— What to produce —
Can you gather every line in the material below that contains the word "jacket"?

··· Supplied records

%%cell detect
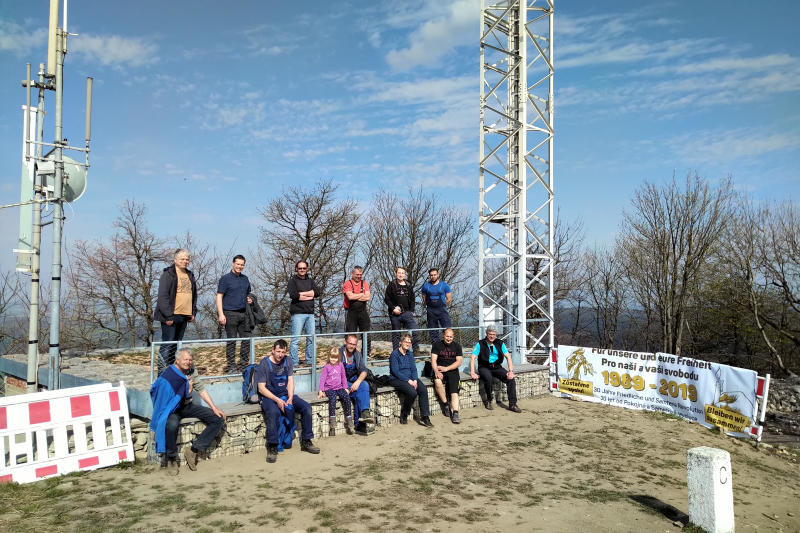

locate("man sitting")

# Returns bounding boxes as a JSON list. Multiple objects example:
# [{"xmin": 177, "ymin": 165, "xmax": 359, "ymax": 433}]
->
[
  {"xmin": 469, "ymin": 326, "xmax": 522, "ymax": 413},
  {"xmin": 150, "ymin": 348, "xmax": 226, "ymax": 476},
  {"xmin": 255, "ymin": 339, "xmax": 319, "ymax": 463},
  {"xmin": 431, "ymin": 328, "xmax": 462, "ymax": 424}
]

······
··· Supplied records

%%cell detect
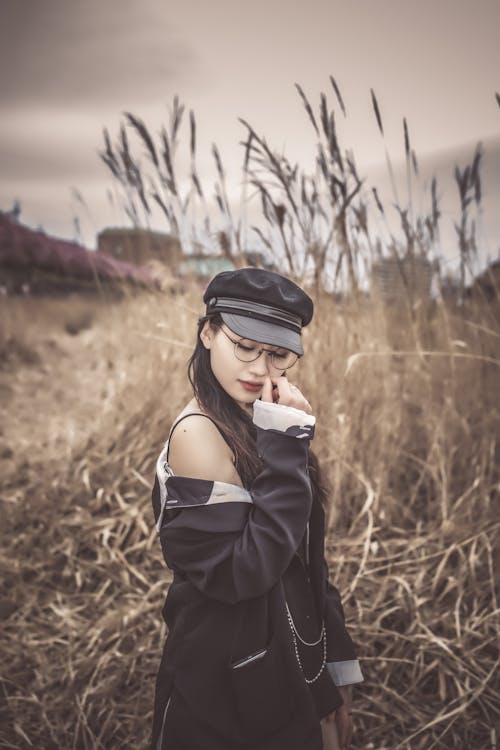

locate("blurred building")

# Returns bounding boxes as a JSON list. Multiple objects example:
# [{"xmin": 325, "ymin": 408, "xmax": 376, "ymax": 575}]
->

······
··· Supplied records

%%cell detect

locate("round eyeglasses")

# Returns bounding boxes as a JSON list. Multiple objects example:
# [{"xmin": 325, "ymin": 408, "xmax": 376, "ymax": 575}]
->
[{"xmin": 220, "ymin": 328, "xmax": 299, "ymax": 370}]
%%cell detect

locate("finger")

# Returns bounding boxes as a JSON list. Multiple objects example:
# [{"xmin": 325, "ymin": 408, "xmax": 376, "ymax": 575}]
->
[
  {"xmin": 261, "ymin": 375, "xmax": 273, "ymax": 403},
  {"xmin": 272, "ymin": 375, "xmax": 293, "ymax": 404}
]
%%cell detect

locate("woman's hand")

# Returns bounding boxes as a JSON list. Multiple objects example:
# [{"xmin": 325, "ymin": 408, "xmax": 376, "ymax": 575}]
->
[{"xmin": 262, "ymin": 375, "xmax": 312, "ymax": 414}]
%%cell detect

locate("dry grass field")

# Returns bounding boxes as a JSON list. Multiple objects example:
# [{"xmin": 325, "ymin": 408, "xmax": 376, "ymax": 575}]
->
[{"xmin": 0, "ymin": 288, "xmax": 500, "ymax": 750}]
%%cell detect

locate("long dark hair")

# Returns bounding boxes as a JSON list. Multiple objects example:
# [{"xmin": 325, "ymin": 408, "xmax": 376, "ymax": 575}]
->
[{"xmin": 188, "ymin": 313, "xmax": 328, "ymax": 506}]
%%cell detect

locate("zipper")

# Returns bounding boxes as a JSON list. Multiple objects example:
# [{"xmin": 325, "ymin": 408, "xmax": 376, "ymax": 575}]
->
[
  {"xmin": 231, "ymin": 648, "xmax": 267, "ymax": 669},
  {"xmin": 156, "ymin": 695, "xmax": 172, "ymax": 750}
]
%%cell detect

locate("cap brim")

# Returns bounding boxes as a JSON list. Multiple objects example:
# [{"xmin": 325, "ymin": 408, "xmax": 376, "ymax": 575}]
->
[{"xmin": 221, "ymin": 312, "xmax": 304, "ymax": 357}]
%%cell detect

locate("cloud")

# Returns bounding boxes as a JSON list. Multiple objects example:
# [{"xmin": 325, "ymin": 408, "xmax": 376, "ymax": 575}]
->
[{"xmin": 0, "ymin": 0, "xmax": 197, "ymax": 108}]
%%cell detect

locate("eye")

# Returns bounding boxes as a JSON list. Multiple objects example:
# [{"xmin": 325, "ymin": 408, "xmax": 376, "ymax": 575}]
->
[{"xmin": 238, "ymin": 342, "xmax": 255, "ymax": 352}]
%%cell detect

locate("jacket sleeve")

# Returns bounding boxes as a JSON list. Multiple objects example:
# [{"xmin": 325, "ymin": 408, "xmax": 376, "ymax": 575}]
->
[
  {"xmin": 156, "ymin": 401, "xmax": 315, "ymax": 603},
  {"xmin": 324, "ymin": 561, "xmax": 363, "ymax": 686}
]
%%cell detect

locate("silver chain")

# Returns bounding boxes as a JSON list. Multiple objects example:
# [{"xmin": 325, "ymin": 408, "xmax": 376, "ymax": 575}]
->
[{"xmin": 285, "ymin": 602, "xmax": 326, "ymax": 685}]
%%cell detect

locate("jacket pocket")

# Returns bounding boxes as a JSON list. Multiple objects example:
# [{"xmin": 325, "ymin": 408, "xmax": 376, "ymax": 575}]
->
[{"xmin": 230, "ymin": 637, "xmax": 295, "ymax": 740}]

······

— Exercise solution —
locate("jacket sleeve")
locate("jacket pocket")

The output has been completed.